• _Assignment_: Wherever an image appears in the entries, drop it and reproduce everything else exactly.

• _Material provided_:
☆ ☆ ☆ ☆ ☆ ☆ ☆
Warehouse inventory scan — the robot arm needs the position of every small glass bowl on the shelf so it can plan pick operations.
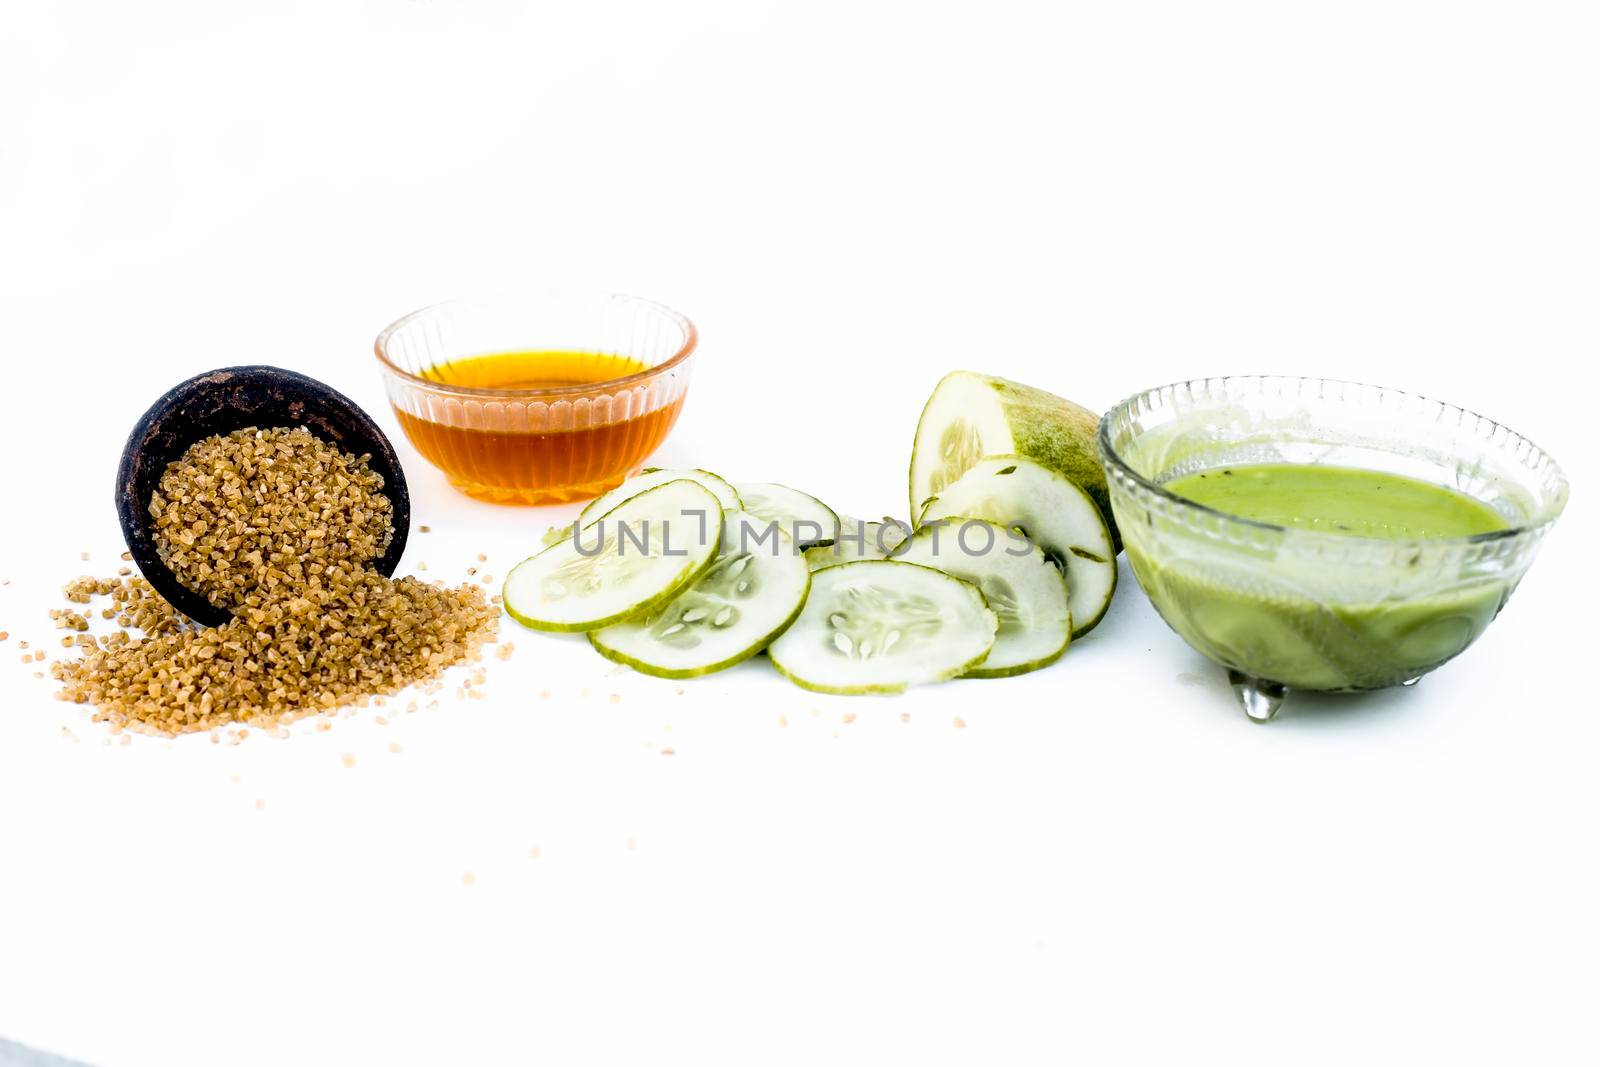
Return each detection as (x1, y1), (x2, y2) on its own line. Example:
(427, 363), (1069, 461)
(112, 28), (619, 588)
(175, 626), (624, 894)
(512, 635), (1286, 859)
(375, 291), (697, 505)
(1098, 376), (1568, 721)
☆ ☆ ☆ ☆ ☆ ☆ ☆
• _Problem solution_:
Warehouse inventory scan — the robot arm needs the position of every small glass bowl on the shelf so it can plan pick operations.
Return each detection as (x1, y1), (x2, y2) on its own line. Example:
(427, 363), (1069, 461)
(112, 28), (619, 588)
(175, 626), (624, 894)
(512, 635), (1286, 859)
(375, 291), (697, 505)
(1098, 376), (1568, 721)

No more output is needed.